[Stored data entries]
===============

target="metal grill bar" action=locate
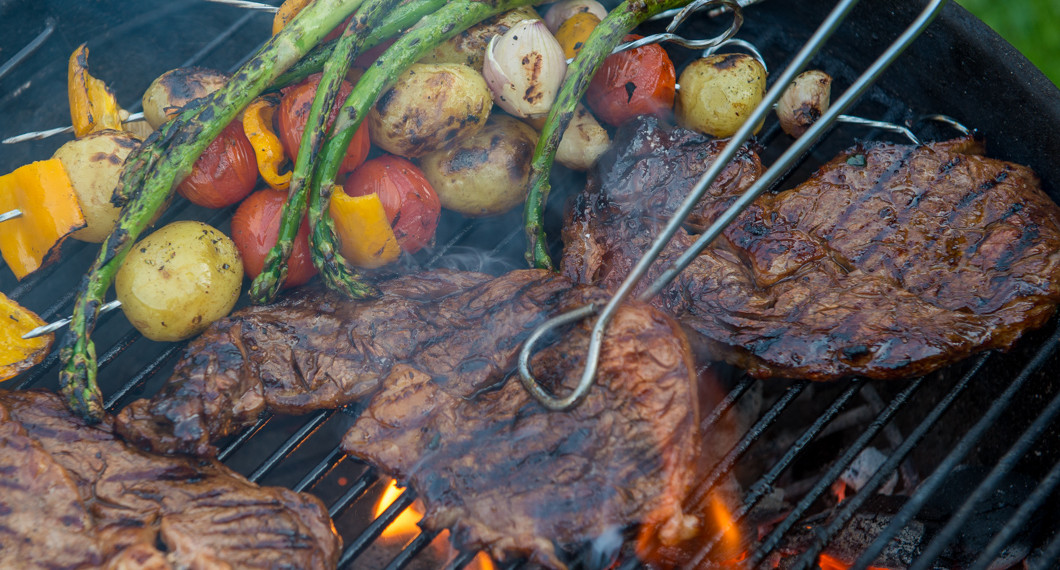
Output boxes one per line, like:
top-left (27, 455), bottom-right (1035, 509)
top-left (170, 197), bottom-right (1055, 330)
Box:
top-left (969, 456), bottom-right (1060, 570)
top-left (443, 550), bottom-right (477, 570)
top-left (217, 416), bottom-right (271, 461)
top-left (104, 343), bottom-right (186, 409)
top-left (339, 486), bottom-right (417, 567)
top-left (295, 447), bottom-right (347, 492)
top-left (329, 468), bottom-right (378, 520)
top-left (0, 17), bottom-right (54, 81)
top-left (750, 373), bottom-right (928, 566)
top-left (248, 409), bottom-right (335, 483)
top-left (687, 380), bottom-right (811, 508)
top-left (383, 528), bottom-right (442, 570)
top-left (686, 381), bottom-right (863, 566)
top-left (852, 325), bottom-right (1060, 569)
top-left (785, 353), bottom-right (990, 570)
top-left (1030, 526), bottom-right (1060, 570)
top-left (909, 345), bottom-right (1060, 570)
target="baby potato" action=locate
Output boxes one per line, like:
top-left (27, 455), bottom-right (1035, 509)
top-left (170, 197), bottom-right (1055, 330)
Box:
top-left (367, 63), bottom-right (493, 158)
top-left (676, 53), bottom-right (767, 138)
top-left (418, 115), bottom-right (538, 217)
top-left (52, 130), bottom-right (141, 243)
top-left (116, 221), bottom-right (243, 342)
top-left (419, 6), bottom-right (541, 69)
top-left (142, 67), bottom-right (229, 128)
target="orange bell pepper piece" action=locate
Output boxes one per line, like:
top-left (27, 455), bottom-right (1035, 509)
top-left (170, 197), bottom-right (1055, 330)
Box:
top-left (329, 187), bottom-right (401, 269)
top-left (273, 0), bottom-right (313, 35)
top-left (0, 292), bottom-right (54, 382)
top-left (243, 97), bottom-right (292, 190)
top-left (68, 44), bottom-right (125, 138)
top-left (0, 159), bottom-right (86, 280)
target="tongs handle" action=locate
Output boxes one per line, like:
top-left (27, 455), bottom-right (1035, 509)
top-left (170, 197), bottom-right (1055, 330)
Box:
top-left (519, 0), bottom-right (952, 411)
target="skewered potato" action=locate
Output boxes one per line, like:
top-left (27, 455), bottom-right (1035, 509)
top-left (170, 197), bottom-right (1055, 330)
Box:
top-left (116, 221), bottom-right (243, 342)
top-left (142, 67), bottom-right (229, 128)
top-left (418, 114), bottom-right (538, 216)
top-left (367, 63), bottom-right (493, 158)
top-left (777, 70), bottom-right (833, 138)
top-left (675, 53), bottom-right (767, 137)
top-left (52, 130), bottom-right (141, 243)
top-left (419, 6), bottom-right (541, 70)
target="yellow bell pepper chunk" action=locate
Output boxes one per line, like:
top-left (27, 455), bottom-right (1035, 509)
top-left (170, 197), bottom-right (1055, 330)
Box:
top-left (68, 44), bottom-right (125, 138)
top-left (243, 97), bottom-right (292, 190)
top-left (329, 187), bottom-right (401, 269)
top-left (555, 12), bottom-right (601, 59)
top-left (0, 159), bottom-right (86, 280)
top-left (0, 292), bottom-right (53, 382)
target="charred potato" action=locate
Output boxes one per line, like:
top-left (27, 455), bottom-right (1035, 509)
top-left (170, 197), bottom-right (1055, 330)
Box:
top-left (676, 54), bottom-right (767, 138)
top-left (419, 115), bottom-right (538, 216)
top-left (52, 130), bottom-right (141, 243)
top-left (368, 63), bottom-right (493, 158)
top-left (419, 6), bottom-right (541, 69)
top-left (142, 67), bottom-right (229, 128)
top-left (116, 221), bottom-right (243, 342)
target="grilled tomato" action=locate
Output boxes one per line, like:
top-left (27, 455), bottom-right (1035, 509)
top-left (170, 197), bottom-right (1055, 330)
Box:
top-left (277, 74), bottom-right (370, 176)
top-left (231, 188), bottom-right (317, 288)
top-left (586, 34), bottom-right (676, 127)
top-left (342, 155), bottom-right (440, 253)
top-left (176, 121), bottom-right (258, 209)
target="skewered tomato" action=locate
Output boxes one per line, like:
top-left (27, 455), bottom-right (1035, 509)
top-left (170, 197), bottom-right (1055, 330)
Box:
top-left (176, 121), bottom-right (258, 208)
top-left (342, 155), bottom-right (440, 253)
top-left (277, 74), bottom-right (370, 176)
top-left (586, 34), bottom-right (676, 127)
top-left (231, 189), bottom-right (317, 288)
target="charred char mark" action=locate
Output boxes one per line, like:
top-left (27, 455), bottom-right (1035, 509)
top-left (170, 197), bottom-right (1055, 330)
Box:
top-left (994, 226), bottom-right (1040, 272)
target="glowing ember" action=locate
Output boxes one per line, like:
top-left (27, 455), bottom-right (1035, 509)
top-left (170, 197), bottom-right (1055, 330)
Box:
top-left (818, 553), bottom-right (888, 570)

===============

Task requirements: What is wanted is a word-for-word restatement of the entries, without their images.

Written answer:
target="metal grill bar" action=locate
Output boxes one per line, like:
top-left (27, 455), bottom-right (1035, 509)
top-left (170, 197), bottom-right (1055, 330)
Box:
top-left (969, 456), bottom-right (1060, 570)
top-left (443, 550), bottom-right (477, 570)
top-left (217, 416), bottom-right (271, 461)
top-left (104, 343), bottom-right (186, 409)
top-left (339, 486), bottom-right (417, 567)
top-left (295, 447), bottom-right (347, 492)
top-left (329, 468), bottom-right (378, 520)
top-left (0, 17), bottom-right (54, 81)
top-left (750, 373), bottom-right (928, 566)
top-left (248, 409), bottom-right (335, 483)
top-left (687, 380), bottom-right (811, 508)
top-left (383, 528), bottom-right (442, 570)
top-left (686, 381), bottom-right (863, 566)
top-left (852, 325), bottom-right (1060, 569)
top-left (785, 353), bottom-right (990, 570)
top-left (1030, 526), bottom-right (1060, 570)
top-left (909, 345), bottom-right (1060, 570)
target="baby potato" action=locate
Output boxes one per line, like:
top-left (27, 455), bottom-right (1035, 509)
top-left (170, 197), bottom-right (1055, 330)
Box:
top-left (367, 63), bottom-right (493, 158)
top-left (676, 53), bottom-right (767, 138)
top-left (418, 115), bottom-right (538, 217)
top-left (52, 130), bottom-right (141, 243)
top-left (116, 221), bottom-right (243, 342)
top-left (419, 6), bottom-right (541, 69)
top-left (142, 67), bottom-right (229, 128)
target="orange bell pepper piece" action=locate
Output boxes one per line, like:
top-left (27, 455), bottom-right (1035, 509)
top-left (170, 197), bottom-right (1055, 330)
Box:
top-left (329, 187), bottom-right (401, 269)
top-left (273, 0), bottom-right (313, 35)
top-left (0, 292), bottom-right (54, 382)
top-left (243, 97), bottom-right (292, 190)
top-left (68, 44), bottom-right (125, 138)
top-left (0, 159), bottom-right (86, 280)
target="tongs handle" action=locate
Output boxes one per line, like:
top-left (27, 455), bottom-right (1035, 509)
top-left (170, 197), bottom-right (1055, 330)
Box:
top-left (519, 0), bottom-right (952, 411)
target="skewered potato" action=locate
Output boxes one per line, like:
top-left (27, 455), bottom-right (1035, 509)
top-left (170, 197), bottom-right (1055, 330)
Box:
top-left (116, 221), bottom-right (243, 342)
top-left (142, 67), bottom-right (229, 128)
top-left (418, 114), bottom-right (538, 216)
top-left (367, 63), bottom-right (493, 158)
top-left (777, 70), bottom-right (833, 138)
top-left (675, 53), bottom-right (767, 137)
top-left (52, 130), bottom-right (141, 243)
top-left (419, 6), bottom-right (541, 70)
target="yellow bell pepper chunk" action=locate
Output boxes one per line, like:
top-left (27, 455), bottom-right (1035, 509)
top-left (170, 197), bottom-right (1055, 330)
Box:
top-left (68, 44), bottom-right (125, 138)
top-left (243, 97), bottom-right (292, 190)
top-left (329, 187), bottom-right (401, 269)
top-left (555, 12), bottom-right (601, 59)
top-left (0, 159), bottom-right (86, 280)
top-left (0, 292), bottom-right (53, 382)
target="charred potato" action=locate
Output boxes one per line, like:
top-left (27, 455), bottom-right (1035, 509)
top-left (170, 197), bottom-right (1055, 330)
Box:
top-left (676, 54), bottom-right (767, 138)
top-left (419, 115), bottom-right (538, 216)
top-left (52, 130), bottom-right (141, 243)
top-left (368, 63), bottom-right (493, 158)
top-left (419, 6), bottom-right (541, 69)
top-left (142, 67), bottom-right (229, 128)
top-left (116, 221), bottom-right (243, 342)
target="grilled tomato" action=locate
Output boxes one per line, like:
top-left (27, 455), bottom-right (1035, 509)
top-left (170, 197), bottom-right (1055, 330)
Box:
top-left (277, 74), bottom-right (370, 176)
top-left (231, 188), bottom-right (317, 288)
top-left (586, 34), bottom-right (676, 127)
top-left (342, 155), bottom-right (440, 253)
top-left (176, 121), bottom-right (258, 209)
target="skewered tomato" action=locate
Output boxes one per line, like:
top-left (27, 455), bottom-right (1035, 509)
top-left (170, 197), bottom-right (1055, 330)
Box:
top-left (176, 121), bottom-right (258, 208)
top-left (342, 155), bottom-right (440, 253)
top-left (277, 74), bottom-right (370, 176)
top-left (586, 34), bottom-right (676, 127)
top-left (231, 189), bottom-right (317, 288)
target="charred char mark" action=locate
Output boxes one per line, like:
top-left (27, 455), bottom-right (1035, 509)
top-left (170, 197), bottom-right (1055, 330)
Box:
top-left (994, 226), bottom-right (1040, 272)
target="glowing ember" action=locate
Output boxes one per line, like:
top-left (27, 455), bottom-right (1035, 509)
top-left (170, 197), bottom-right (1055, 330)
Box:
top-left (818, 553), bottom-right (888, 570)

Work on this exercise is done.